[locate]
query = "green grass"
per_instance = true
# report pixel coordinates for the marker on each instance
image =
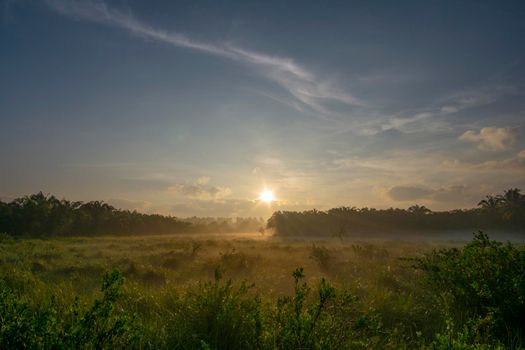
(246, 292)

--

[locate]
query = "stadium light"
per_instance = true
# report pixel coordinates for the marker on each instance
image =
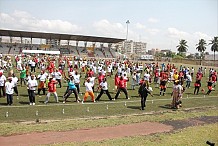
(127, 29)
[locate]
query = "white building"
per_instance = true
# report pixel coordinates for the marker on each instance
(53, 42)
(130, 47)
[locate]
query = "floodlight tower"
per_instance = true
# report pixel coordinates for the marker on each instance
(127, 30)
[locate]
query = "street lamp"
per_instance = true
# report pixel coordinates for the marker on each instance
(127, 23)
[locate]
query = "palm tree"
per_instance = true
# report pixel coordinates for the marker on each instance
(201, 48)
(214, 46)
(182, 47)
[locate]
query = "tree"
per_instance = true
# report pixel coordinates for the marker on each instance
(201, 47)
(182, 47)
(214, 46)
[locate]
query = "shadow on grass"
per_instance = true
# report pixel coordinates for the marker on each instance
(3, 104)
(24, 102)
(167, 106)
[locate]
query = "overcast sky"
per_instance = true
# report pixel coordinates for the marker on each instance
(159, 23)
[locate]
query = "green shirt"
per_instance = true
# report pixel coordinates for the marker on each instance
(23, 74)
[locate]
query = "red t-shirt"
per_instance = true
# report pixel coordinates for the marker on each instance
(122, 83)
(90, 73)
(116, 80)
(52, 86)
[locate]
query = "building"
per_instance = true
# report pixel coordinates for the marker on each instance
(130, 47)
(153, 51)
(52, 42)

...

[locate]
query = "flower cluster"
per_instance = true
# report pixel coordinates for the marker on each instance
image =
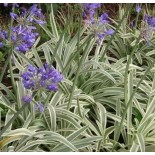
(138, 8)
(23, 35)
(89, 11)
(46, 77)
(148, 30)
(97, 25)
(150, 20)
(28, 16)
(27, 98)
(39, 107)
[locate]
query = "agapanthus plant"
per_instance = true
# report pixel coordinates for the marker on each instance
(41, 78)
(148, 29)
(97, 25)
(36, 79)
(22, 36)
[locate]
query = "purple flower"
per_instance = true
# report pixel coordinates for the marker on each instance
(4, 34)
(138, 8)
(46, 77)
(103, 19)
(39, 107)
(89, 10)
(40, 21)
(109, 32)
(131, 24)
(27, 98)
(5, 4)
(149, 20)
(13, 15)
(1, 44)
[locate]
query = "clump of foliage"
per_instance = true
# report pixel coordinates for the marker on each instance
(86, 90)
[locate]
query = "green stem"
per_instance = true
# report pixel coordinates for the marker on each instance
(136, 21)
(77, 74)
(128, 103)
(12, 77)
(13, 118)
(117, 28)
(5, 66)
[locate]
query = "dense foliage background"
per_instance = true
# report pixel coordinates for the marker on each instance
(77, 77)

*TASK*.
Copy out every line from the data above that has "green" in it.

*RESPONSE BELOW*.
query = "green grass"
query = "green shirt"
query = "green stem"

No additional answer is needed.